Given exercise 1: Please give the rows again, starting at the row containing "the white ceramic" and ending at the last row, and switch "ceramic" to "porcelain" while leaving everything else unchanged.

Selected passage:
#####
Morgue Whore’s menacing, sin-fueled sound drew plenty of ire from Colorado’s mountain-hippie community in Winter Park before the musicians decided to pick up and try their luck in Denver six months ago.

“We were doing magic shows instead of playing metal shows: making hippies disappear,” Anderson jokes. “It was great discovering our alchemy in the mountains. The cold, the — I don’t want to call it 'hate,' but just the frustration of unacceptance and no understanding — it pushed us. We played a bunch of stupid, silly gigs up in Winter Park where no one really gave a fuck, but it was fun and it was good for preparing us.”

Morgue Whore’s early shows were played at small, Grateful Dead-loving venues that would rather have had no band than a metal band with lyrics that dealt with the dark arts and the occult, according to Anderson. The indifference in Winter Park only threw gasoline on the fire for Morgue Whore, leading the band to record its self-produced, self-titled debut album in a grimy DIY basement studio before leaving the mountain life on a quest to find metalheads in Denver.

“Personal situations arose where we all pulled the trigger and moved together to Denver — to Salem Street, if you could imagine,” Anderson says.

Since arriving at its Aurora home, Morgue Whore has been playing its growing catalogue of black death metal to metalheads all over Denver, with a few difficult venues thrown in to feed the fire.

Drummer Chris “Pops” Popovich says the bandmembers are constantly creating new music and now play a set composed of songs they're working on for their next album.

“Really, we’ve been taking it more seriously [since moving to Denver],” Pops says. “We went from playing one day a month, practice one day a week to now, where we all live together and the living room is our practice space. We practice four days a week and we play a show every other week.

"I feel like since we moved to Denver all of our musicianship has greatly increased. We’re to the point where we’re writing the songs and we can barely pull them off.”

Pops says the band plays at the edge of its ability on stage and in the studio.

“I like to play with something that’s right out of my comfort level as far as technicality and skill. I think a lot of what we do is right at the top of what we can physically play.”

Anderson says the band’s musical abilities allow them to each create something individually and combine it into something new. “The way we have to approach music is that this is all on us, there is no canvas, we have to create that canvas. There is no paint, we have to create that paint, and we don’t hold anything back. We’re not afraid to be something out of the box. We don’t know what we are, and that’s the cool thing about our music. It is what it is.”

With influences like Dissection, Iron Maiden, DRI and Celtic Cross, anything that Morgue Whore creates is bound to be brutal and twisted. Anderson says the bandmembers incorporate the darkness of the world around them — everything from horrific local news stories to Salvador Dalí paintings to mythology — into their songs.

“We make the music that we make because that’s what comes out of us, that’s what flows,” Pops says. “The riffs that [guitarist Aleister Krustwaaf] creates or the drumbeats that I create, it’s just like it has to be. We have to play heavy metal. There’s no other choice, you know.”

Morgue Whore plays Black Sky Brewery  at 2 p.m. on Sunday July 24, with Nocturnicon.
#####
Dataset extract:
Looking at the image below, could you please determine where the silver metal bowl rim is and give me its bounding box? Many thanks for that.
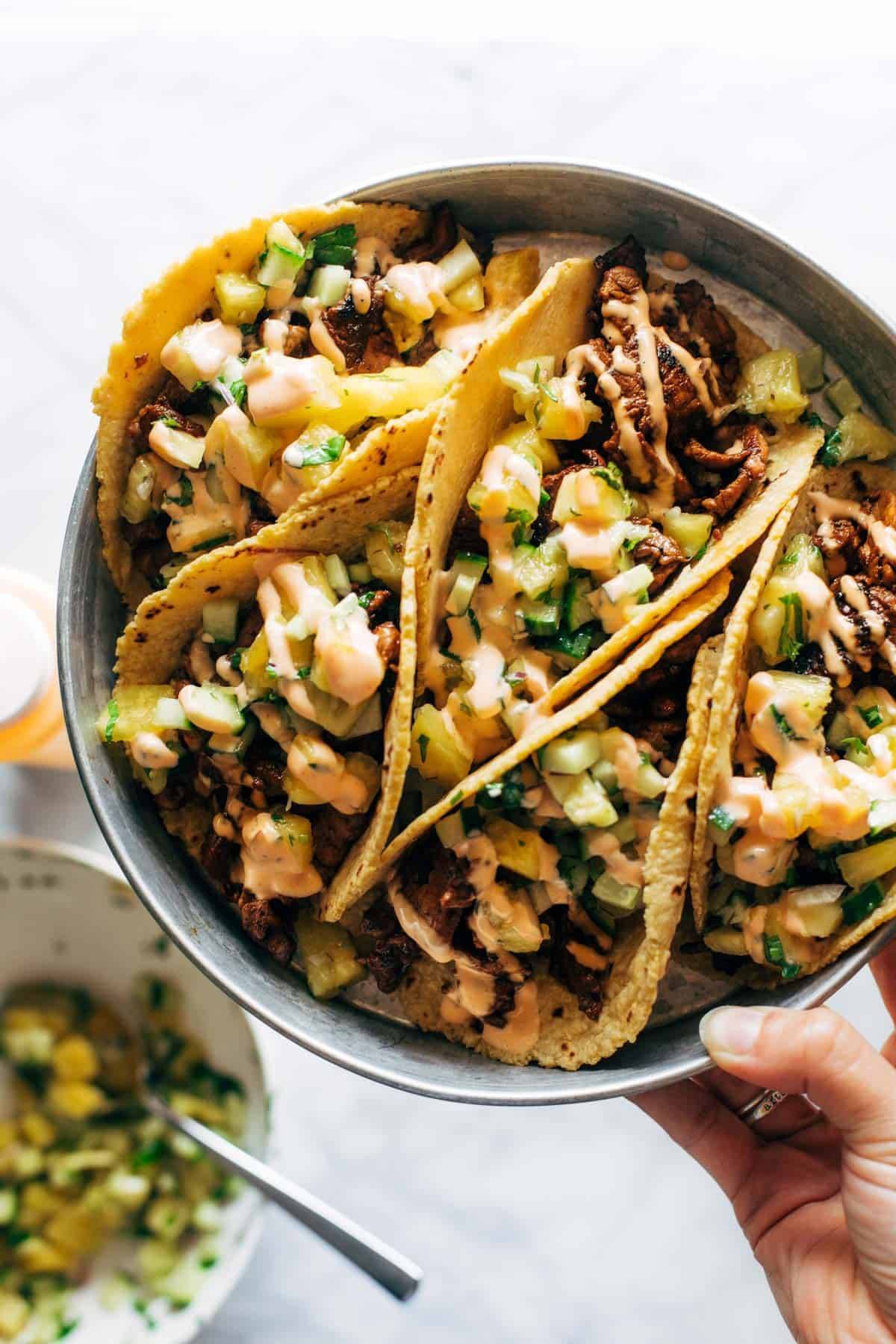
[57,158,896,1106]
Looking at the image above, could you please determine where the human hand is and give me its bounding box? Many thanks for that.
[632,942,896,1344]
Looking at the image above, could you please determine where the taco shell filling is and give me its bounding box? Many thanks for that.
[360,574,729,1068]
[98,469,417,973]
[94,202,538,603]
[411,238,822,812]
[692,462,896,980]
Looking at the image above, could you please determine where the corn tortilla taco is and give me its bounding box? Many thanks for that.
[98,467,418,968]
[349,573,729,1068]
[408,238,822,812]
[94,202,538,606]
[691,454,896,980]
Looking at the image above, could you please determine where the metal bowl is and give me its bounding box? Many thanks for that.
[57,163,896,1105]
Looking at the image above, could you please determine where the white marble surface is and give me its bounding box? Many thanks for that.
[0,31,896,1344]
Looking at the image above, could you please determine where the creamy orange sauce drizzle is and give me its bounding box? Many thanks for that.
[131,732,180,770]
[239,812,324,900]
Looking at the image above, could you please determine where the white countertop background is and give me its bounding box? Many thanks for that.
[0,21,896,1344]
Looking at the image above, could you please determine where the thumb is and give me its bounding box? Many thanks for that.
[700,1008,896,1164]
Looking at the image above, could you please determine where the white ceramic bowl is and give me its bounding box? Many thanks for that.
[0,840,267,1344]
#####
Given exercise 2: Retype the part of the Morgue Whore article starting at "Morgue Whore’s menacing, sin-fueled" and ending at "six months ago.", keeping every word and punctuation mark as it stands.

Worked answer 1:
Looking at the image above, could you please determine where the white porcelain bowl is and give me its bounding box? Many thanks for that.
[0,840,267,1344]

Worked answer 2:
Morgue Whore’s menacing, sin-fueled sound drew plenty of ire from Colorado’s mountain-hippie community in Winter Park before the musicians decided to pick up and try their luck in Denver six months ago.